[Stored dataset items]
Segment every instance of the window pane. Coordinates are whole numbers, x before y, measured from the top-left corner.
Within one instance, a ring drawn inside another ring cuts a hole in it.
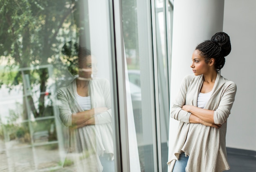
[[[152,44],[149,2],[122,0],[123,31],[128,77],[126,79],[129,83],[127,91],[130,94],[132,101],[127,108],[132,109],[136,130],[133,135],[136,136],[139,157],[137,161],[141,172],[153,172],[157,169],[152,50],[152,46],[148,46]],[[130,127],[129,130],[132,126]]]
[[[0,2],[0,171],[115,171],[108,3]]]

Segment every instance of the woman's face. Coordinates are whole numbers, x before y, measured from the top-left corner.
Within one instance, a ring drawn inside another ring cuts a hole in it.
[[[200,55],[200,51],[198,50],[194,51],[192,57],[192,64],[190,66],[195,75],[200,75],[207,74],[209,72],[210,66],[205,62],[204,58]]]
[[[80,77],[92,79],[97,75],[98,72],[97,61],[93,56],[87,57],[81,67],[81,68],[79,69]]]

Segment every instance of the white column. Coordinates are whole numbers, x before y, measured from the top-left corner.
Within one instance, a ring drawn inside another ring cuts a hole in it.
[[[171,104],[183,77],[193,73],[190,65],[196,46],[222,31],[224,0],[178,0],[174,1],[173,6]],[[169,148],[178,123],[170,119]]]

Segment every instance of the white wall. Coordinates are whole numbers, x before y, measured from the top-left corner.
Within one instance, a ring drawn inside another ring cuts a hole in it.
[[[230,37],[230,54],[222,70],[237,86],[229,117],[227,146],[256,150],[256,1],[225,0],[223,31]]]

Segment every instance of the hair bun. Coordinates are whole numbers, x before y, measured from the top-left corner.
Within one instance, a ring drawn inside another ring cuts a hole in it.
[[[217,43],[220,46],[224,57],[227,56],[231,51],[229,36],[225,33],[221,32],[216,33],[211,37],[211,40]]]

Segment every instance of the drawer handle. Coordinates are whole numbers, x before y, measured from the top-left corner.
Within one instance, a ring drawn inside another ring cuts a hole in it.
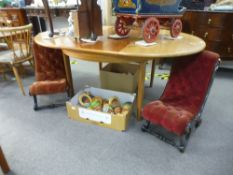
[[[211,22],[212,22],[212,19],[209,18],[208,19],[208,24],[211,24]]]
[[[207,38],[207,36],[208,36],[208,32],[206,32],[206,33],[204,34],[204,38]]]

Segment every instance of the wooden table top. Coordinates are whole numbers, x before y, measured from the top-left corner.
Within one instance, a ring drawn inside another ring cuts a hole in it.
[[[156,58],[179,57],[192,55],[205,49],[205,42],[196,36],[181,33],[179,39],[171,39],[169,31],[161,30],[157,44],[153,46],[138,46],[135,41],[142,40],[141,31],[133,30],[125,39],[110,39],[114,34],[113,27],[104,27],[104,35],[96,43],[75,41],[73,37],[54,36],[48,38],[47,32],[39,33],[34,40],[37,44],[49,47],[86,52],[88,54],[117,55],[136,60],[150,60]],[[133,60],[132,60],[133,61]]]

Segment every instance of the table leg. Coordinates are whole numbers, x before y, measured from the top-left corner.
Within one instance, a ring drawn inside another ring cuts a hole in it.
[[[64,66],[65,66],[65,71],[66,71],[66,80],[69,86],[69,97],[72,97],[74,96],[74,86],[73,86],[69,56],[63,54],[63,61],[64,61]]]
[[[99,70],[102,70],[103,64],[102,62],[99,62]]]
[[[137,120],[141,120],[141,109],[144,98],[146,62],[139,65],[138,93],[137,93]]]
[[[3,173],[6,174],[10,171],[10,168],[7,164],[7,161],[5,159],[1,146],[0,146],[0,166],[2,168]]]

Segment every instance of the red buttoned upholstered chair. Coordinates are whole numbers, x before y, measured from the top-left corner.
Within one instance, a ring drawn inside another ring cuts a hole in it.
[[[37,95],[68,93],[63,55],[60,49],[51,49],[33,44],[35,57],[34,82],[29,88],[29,94],[34,99],[34,110],[58,105],[38,107]]]
[[[219,62],[219,55],[210,51],[177,58],[162,96],[143,107],[146,124],[142,131],[184,152],[191,132],[201,123],[201,113]]]

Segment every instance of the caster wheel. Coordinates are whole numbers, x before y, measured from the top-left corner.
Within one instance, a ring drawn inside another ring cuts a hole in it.
[[[180,153],[184,153],[184,148],[178,148],[179,149],[179,151],[180,151]]]
[[[143,127],[141,128],[141,131],[142,131],[142,132],[146,132],[146,128],[143,126]]]
[[[201,119],[198,119],[198,120],[196,121],[195,127],[198,128],[198,127],[201,125],[201,123],[202,123],[202,120],[201,120]]]
[[[34,106],[33,109],[34,111],[38,111],[39,108],[37,106]]]
[[[173,19],[171,22],[170,34],[173,38],[179,36],[182,31],[182,22],[180,19]]]
[[[143,25],[143,39],[147,42],[147,43],[152,43],[156,40],[157,36],[159,35],[159,31],[160,31],[160,24],[159,24],[159,20],[154,18],[154,17],[150,17],[148,18],[144,25]]]

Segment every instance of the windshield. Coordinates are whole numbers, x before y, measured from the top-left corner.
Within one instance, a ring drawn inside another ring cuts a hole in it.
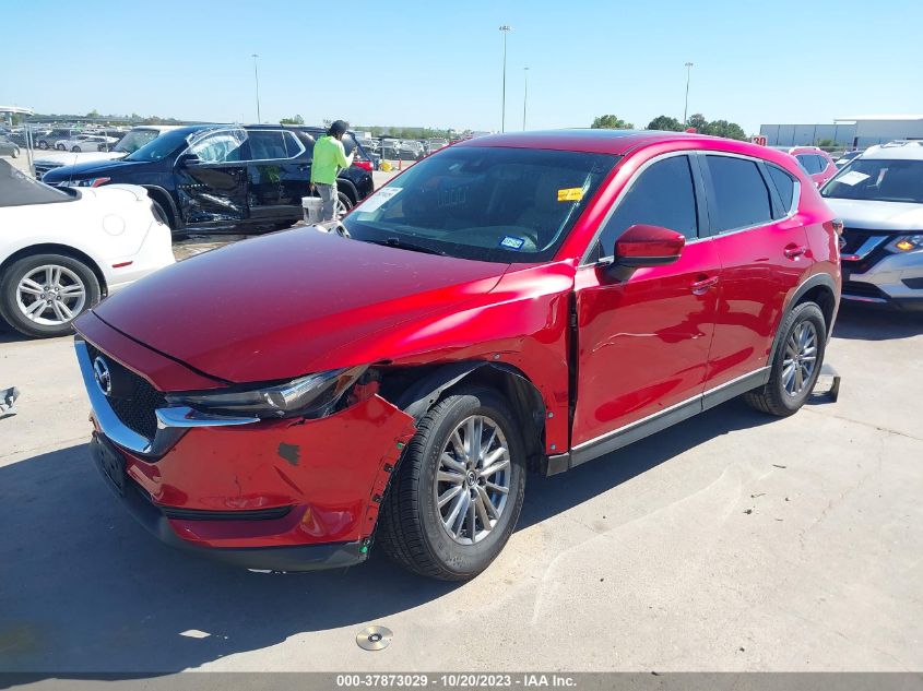
[[[119,140],[119,143],[113,147],[113,151],[122,154],[133,154],[144,144],[157,138],[157,130],[132,130]]]
[[[198,132],[192,132],[197,134]],[[166,132],[161,136],[151,140],[144,146],[137,150],[133,154],[125,157],[126,160],[163,160],[178,148],[186,148],[186,138],[189,136],[188,130],[175,130]]]
[[[414,165],[350,214],[353,238],[463,259],[547,261],[618,158],[460,146]]]
[[[923,160],[855,158],[824,187],[820,195],[923,203]]]

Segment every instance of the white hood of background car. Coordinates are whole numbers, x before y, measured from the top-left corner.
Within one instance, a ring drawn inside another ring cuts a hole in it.
[[[875,202],[856,199],[826,199],[827,205],[847,228],[864,230],[921,230],[923,204]]]

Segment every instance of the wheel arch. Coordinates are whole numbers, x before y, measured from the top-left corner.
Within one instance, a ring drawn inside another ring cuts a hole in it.
[[[537,470],[545,455],[546,407],[542,394],[520,369],[506,362],[466,360],[421,371],[405,372],[412,379],[391,401],[394,406],[419,420],[440,398],[462,384],[484,384],[502,394],[522,425],[530,469]],[[388,377],[387,370],[384,377]]]
[[[2,276],[5,271],[13,265],[13,263],[17,262],[21,259],[26,257],[32,257],[33,254],[63,254],[66,257],[70,257],[71,259],[75,259],[80,262],[86,264],[90,271],[93,272],[93,275],[96,276],[96,281],[99,282],[99,296],[106,297],[108,294],[108,285],[106,283],[106,276],[103,274],[103,270],[99,267],[99,264],[90,257],[86,252],[82,252],[81,250],[70,247],[69,245],[58,245],[56,242],[42,242],[39,245],[29,245],[28,247],[24,247],[20,250],[16,250],[12,254],[10,254],[7,259],[0,263],[0,276]]]
[[[830,339],[830,334],[833,331],[833,323],[837,318],[837,284],[829,274],[815,274],[795,289],[792,297],[789,299],[785,309],[782,311],[782,314],[779,318],[776,337],[772,341],[772,350],[769,354],[770,364],[773,361],[776,357],[776,349],[781,343],[781,334],[778,329],[784,323],[789,313],[798,305],[804,302],[815,302],[820,308],[820,311],[824,312],[824,323],[827,327],[827,339]]]

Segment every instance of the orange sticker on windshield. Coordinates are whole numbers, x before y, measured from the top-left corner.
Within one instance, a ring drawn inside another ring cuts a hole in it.
[[[558,190],[559,202],[579,202],[583,199],[583,188],[569,187],[566,190]]]

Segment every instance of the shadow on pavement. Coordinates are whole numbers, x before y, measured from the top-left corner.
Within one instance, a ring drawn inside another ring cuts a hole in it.
[[[873,305],[840,303],[835,338],[890,341],[923,334],[923,311],[898,311]]]
[[[531,476],[520,527],[771,419],[732,402],[563,476]],[[381,621],[459,587],[412,575],[375,550],[345,572],[286,575],[175,551],[116,502],[85,444],[0,467],[0,670],[8,671],[194,668],[303,632]]]

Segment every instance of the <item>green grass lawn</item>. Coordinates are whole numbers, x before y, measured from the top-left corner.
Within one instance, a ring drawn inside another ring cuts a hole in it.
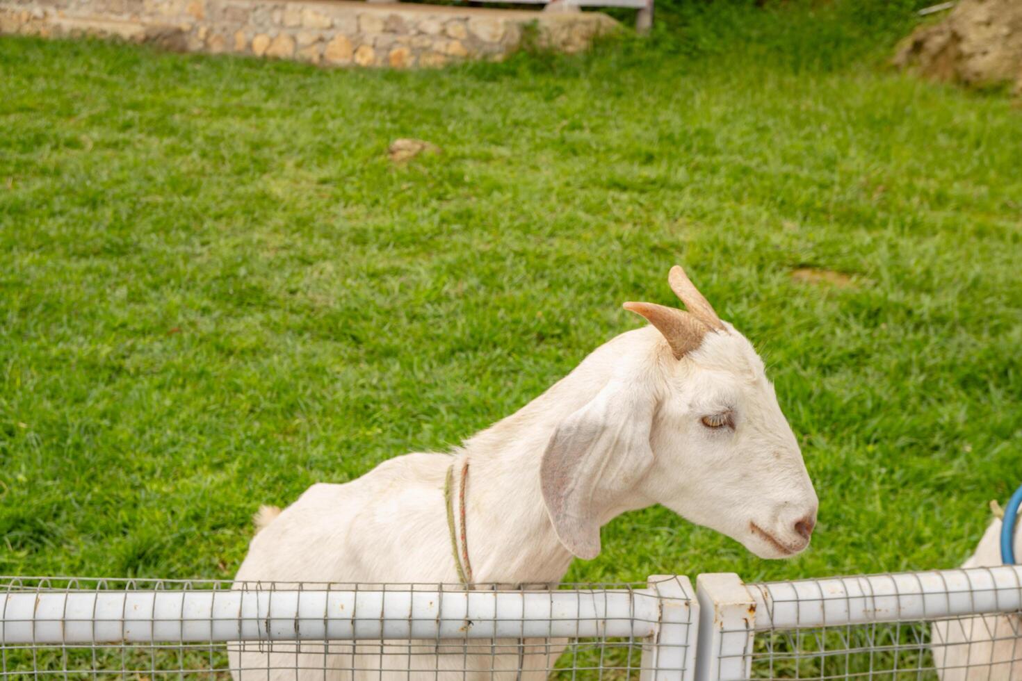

→ **Stated task**: Pull out each line of the records above that contains the string "wheel", and copy every such line in full.

→ **Final result**:
Segment every instance of the caster wheel. Coordinates are whole numbers, x before y, measured from the top-left corner.
Segment every instance of the wheel arch. Coordinates are whole numbers, x before y, measured from the top-left corner.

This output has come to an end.